-- START OF Text to read --

# Stabilizing redwood



## Lumptastic (Apr 23, 2021)

So I got some redwood lace. Great stuff. So upon normal protocol of putting it in the oven I did notice some sap coming out not a ton but enti leave dark lines on the wood after it came out. Made the assumption it would sand away but it doesn’t seem to be. First time messing with redwood so figured I should ask before I ruin some kinda expensive stuff. Is there something you can do to remove the oils from the wood. I’ve heard of people soaking some woods in acetone but wasn’t about to try that method at this point


----------



## BangleGuy (Apr 24, 2021)

I have stabilized, or attempted to stabilize dozens of wood species and some wood structures don’t do very well in either taking on resin or curing. Redwood is one of those that has a problem with both weight gain and cure. My best advice is if you want to stabilize it, try increasing the cure temperatures by about 50 to 75 degrees. Still, redwood will not take on a lot of weight in a simple vacuum setup. I have experimented with high pressure stabilization and that helps, but it’s a lot different than the simple vacuum chamber.

-- END OF Text to read --

• Task statement:
Answer these questions using the forum thread on stabilizing redwood:
(a) What did Lumptastic notice coming out of the redwood in the oven?
(b) By about how many degrees does BangleGuy suggest raising the cure temperatures?
(c) What has Lumptastic heard of people soaking some woods in?
You won't need the rows below to complete this.

-- START OF Extracted material --

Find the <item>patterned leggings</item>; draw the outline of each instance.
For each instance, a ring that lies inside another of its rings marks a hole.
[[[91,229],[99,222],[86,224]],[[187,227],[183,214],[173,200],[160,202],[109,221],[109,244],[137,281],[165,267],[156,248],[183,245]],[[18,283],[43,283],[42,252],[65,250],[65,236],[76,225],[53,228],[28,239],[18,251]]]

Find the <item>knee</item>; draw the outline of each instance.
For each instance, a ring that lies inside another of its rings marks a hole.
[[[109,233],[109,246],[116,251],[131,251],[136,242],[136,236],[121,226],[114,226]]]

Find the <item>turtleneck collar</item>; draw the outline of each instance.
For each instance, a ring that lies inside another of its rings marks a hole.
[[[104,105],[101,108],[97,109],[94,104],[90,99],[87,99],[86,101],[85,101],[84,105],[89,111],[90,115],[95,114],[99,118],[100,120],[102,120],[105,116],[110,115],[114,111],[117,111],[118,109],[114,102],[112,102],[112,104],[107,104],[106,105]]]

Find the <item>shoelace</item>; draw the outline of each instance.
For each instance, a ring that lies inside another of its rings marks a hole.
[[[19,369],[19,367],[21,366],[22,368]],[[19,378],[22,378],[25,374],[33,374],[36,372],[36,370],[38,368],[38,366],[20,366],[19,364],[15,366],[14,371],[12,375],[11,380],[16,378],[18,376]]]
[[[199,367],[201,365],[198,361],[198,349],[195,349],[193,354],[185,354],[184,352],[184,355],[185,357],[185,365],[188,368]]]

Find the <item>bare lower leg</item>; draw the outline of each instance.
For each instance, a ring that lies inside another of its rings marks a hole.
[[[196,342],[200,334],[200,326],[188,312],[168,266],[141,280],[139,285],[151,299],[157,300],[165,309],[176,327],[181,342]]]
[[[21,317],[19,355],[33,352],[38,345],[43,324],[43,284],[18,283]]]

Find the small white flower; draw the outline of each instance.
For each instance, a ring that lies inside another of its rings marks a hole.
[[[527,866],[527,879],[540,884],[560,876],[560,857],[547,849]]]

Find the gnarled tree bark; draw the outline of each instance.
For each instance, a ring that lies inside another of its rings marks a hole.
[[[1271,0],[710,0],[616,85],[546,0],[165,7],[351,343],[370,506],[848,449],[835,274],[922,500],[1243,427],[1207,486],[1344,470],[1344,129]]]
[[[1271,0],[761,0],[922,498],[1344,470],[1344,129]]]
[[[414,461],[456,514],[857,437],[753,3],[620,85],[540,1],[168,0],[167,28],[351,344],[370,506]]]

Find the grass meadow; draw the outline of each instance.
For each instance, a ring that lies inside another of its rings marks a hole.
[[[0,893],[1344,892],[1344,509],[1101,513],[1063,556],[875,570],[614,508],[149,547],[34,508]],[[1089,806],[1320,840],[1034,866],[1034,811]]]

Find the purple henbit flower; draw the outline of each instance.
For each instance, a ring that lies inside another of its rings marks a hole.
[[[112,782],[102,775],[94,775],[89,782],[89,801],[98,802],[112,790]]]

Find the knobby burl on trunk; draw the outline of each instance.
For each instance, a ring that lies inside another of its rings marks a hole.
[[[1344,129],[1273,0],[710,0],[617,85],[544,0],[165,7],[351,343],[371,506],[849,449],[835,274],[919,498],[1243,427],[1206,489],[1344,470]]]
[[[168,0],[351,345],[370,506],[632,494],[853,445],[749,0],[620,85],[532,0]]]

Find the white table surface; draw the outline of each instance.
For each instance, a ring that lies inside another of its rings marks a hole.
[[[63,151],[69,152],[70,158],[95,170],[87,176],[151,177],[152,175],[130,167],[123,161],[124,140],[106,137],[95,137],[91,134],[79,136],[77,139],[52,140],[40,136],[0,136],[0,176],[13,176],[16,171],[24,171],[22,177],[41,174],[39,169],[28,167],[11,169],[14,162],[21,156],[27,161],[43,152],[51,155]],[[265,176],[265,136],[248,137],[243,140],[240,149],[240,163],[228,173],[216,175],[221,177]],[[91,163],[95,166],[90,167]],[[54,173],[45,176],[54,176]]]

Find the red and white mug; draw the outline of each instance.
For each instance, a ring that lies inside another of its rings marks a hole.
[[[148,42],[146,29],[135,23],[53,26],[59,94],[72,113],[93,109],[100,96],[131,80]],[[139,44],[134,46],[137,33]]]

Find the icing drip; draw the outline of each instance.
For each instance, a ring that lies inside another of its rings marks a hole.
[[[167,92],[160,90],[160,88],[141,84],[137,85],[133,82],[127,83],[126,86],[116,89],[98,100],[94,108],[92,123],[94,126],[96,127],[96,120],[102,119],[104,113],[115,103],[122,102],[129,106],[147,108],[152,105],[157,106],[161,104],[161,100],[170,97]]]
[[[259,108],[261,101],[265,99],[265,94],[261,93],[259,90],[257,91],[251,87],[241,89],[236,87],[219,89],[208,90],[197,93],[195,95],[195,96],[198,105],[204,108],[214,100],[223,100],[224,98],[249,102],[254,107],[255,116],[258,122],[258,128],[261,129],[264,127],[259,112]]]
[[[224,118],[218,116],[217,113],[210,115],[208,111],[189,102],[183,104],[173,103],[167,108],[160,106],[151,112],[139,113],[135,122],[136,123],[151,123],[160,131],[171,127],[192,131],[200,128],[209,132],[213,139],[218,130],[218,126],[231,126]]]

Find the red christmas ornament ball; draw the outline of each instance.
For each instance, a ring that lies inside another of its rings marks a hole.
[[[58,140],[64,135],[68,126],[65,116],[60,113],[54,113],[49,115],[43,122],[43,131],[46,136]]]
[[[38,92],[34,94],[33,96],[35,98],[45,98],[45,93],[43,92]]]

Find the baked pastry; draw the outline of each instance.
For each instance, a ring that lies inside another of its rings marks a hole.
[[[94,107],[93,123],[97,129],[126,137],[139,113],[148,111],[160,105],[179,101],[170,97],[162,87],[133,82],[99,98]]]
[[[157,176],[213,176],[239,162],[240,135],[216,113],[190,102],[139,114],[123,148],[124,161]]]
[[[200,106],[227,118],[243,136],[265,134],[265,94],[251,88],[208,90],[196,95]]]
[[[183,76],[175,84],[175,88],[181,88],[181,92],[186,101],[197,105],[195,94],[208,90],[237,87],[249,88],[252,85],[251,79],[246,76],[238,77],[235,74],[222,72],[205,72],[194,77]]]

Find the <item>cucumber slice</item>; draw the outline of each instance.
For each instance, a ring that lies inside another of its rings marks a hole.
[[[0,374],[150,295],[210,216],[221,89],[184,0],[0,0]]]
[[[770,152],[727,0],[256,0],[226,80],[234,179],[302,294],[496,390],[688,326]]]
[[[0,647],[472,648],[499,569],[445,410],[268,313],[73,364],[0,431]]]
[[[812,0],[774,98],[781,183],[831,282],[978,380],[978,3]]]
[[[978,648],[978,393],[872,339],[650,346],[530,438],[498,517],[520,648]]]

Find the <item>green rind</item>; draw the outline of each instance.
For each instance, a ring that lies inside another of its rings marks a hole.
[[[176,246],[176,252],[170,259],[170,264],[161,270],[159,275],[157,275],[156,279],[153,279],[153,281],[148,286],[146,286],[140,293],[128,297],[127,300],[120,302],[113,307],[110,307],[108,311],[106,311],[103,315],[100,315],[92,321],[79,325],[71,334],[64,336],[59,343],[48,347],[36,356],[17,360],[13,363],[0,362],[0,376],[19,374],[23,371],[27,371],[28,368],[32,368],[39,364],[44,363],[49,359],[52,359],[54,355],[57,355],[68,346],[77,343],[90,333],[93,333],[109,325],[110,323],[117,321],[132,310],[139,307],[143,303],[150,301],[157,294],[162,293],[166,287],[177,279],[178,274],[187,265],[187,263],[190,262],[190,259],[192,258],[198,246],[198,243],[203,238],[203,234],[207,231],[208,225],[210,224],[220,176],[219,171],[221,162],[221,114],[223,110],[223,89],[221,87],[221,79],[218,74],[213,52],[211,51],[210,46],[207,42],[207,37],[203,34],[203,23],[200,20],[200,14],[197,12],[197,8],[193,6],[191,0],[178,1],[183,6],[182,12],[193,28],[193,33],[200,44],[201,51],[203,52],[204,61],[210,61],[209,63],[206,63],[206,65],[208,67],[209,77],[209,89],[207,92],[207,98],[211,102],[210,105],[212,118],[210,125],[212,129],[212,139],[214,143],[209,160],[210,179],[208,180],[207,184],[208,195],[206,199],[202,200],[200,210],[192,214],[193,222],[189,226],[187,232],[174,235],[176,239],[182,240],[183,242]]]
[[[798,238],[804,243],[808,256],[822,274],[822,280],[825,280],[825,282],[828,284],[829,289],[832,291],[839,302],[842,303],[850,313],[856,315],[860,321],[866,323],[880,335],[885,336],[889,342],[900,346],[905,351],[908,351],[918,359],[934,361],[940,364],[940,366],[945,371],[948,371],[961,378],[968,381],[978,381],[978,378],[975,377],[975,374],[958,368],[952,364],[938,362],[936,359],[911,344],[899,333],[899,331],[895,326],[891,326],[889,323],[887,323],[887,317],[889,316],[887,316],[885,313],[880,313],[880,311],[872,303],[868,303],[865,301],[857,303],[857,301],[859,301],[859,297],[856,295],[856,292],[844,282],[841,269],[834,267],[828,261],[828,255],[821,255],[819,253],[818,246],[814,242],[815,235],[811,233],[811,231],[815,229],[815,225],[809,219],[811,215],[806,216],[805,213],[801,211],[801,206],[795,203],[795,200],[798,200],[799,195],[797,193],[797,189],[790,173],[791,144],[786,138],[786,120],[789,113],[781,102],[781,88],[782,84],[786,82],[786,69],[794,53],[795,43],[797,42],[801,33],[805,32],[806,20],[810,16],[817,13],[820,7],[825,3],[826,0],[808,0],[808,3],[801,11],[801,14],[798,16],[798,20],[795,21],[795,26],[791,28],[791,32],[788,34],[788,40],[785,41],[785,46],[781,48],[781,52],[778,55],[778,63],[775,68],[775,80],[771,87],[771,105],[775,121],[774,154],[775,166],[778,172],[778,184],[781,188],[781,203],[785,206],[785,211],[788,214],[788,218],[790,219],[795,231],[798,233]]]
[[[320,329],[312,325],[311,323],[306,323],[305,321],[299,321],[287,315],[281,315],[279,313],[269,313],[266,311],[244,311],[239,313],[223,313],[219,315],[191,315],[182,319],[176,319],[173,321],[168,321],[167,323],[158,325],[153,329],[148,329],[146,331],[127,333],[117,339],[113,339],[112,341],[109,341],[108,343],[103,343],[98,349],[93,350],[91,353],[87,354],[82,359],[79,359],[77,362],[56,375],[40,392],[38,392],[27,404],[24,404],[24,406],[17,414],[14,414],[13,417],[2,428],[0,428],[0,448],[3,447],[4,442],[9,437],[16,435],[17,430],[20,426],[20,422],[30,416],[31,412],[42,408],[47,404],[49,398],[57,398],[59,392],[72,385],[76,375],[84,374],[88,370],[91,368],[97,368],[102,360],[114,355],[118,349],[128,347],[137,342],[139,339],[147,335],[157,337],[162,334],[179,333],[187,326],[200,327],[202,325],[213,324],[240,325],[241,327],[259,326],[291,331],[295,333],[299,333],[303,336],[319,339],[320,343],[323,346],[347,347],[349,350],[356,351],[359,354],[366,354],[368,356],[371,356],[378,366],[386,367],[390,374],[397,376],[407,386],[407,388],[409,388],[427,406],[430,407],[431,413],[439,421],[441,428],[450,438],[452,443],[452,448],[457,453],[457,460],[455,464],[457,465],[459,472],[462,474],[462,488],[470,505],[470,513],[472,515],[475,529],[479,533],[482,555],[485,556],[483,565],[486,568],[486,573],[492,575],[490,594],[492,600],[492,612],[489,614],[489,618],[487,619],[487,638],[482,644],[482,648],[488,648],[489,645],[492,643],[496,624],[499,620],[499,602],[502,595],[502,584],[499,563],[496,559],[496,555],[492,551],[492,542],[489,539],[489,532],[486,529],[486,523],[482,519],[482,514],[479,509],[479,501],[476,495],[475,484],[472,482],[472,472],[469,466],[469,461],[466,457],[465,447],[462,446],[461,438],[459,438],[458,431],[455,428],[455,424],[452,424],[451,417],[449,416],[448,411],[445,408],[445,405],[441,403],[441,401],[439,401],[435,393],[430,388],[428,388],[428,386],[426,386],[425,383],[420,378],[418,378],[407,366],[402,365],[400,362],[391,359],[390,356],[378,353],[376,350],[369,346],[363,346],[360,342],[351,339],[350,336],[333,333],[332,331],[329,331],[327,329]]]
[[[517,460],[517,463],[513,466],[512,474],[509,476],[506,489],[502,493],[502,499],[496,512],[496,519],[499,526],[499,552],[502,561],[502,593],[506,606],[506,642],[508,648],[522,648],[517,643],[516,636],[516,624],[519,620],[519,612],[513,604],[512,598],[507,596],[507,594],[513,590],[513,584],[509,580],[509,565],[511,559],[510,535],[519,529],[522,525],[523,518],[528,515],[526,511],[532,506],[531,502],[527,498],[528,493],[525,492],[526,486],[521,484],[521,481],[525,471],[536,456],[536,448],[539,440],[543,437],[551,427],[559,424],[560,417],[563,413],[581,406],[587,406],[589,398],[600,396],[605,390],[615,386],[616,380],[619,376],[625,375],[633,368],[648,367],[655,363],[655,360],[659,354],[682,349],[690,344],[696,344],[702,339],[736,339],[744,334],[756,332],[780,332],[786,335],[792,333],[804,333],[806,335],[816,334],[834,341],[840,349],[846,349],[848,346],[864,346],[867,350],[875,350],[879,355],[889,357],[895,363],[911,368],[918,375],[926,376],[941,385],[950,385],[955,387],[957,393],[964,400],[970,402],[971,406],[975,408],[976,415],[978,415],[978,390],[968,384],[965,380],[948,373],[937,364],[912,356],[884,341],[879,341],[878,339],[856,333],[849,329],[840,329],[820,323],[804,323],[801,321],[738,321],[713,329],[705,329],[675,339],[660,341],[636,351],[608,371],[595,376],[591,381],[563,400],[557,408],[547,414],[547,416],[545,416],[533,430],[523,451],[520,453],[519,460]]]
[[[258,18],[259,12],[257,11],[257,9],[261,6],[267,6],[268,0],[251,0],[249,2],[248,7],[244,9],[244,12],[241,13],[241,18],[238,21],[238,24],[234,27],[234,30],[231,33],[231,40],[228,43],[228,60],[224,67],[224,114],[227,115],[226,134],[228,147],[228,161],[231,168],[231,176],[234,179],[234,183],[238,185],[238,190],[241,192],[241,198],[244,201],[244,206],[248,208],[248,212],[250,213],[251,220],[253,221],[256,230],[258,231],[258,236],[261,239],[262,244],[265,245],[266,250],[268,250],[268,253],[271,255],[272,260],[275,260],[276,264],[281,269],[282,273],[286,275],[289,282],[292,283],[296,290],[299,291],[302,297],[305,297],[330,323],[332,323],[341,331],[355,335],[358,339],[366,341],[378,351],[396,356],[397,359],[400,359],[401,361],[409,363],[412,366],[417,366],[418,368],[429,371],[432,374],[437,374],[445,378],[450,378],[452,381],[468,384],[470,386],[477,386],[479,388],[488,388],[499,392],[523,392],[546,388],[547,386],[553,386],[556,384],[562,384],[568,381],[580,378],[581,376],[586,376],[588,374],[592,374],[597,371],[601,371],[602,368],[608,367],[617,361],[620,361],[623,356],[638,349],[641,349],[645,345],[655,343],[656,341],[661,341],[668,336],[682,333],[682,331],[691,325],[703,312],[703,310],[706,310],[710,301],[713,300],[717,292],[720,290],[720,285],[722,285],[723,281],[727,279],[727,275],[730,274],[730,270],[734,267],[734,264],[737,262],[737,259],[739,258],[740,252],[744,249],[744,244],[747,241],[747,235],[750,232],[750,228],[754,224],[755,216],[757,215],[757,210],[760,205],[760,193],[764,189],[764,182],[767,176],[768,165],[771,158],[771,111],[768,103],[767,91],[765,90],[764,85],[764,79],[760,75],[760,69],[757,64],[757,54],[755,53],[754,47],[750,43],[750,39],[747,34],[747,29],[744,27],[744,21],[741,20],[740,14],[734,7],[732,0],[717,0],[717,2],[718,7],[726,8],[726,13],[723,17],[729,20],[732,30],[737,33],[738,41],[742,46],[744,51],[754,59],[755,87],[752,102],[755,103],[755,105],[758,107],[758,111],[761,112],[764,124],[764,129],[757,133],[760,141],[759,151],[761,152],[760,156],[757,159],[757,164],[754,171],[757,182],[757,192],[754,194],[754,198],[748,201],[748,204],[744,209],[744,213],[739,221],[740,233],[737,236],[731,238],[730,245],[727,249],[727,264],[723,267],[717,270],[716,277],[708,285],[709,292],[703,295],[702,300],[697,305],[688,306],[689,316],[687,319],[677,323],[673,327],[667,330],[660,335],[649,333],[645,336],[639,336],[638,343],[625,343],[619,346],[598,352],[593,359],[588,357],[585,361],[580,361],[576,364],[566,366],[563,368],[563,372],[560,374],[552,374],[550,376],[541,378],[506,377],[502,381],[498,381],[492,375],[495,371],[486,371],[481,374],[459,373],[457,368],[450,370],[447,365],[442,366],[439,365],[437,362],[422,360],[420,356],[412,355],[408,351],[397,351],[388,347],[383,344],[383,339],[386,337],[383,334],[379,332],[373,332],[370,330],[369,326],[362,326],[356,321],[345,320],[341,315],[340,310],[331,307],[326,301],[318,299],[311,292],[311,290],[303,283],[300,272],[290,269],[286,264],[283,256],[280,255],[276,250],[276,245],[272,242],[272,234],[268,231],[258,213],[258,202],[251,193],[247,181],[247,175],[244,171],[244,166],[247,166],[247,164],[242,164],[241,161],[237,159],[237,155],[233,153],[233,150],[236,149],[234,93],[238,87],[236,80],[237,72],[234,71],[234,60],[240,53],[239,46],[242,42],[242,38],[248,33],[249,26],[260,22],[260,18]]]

-- END OF Extracted material --

• Expected answer:
(a) Sap
(b) About 50 to 75 degrees
(c) Acetone